* [Problem to work on]: Return the records exactly, with nothing added.

* [Records for the task]:
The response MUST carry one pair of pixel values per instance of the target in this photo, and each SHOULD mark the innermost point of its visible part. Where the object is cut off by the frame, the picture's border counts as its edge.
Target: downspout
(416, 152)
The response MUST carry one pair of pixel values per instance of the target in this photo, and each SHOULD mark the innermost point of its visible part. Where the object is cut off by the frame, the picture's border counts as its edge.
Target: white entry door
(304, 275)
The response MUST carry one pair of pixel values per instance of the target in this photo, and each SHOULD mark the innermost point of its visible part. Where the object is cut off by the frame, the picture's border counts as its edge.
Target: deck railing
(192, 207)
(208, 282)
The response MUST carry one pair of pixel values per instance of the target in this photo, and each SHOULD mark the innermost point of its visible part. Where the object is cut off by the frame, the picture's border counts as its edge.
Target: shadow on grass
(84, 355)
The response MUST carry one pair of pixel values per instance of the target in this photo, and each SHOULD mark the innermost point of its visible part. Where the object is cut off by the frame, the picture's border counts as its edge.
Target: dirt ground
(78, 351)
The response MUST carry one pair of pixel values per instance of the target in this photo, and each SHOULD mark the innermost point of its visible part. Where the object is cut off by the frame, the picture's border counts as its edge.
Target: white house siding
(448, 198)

* [Exercise answer]:
The response MUST carry one pair of pixel values per instance of the target in this photo, and each SHOULD mark the innermost point of its visible part. Where the object is cut off by the frame, the picture's border counts as its edge.
Target: downspout
(416, 152)
The response MUST carry one pair of pixel values per instance of the target in this photo, and each SHOULD mark the innermost point of its visible part. Where the object is cut off by the frame, the picture's border counts as its edge.
Target: white entry door
(304, 275)
The response MUST carry one pair of pixel values per instance of the target in this photo, and each SHOULD mark the innermost point of its visible part. Where the object is cut off by the frame, the picture's border counts as its edge.
Target: deck railing
(192, 207)
(208, 282)
The response MUST carry one pair of pixel values per instance of the target in this photo, and each SHOULD mark the innermost point of its visible part. Where the object is cut off by the frame, the picture's border counts as its edge.
Target: shadow on grass
(84, 355)
The response MUST carry one pair of pixel values per instance of the target in this photo, and each SHOULD mark the innermost point of its visible part. Where the object is cut off by the frame, the picture's border counts as its edge.
Target: dirt ground
(78, 351)
The response MUST carry one pair of pixel values per instance of the target in this photo, and each SHOULD mark the innermost point of its visible part. Where the object is cut off by the frame, the picture's border counts as its edge.
Target: white house siding
(448, 198)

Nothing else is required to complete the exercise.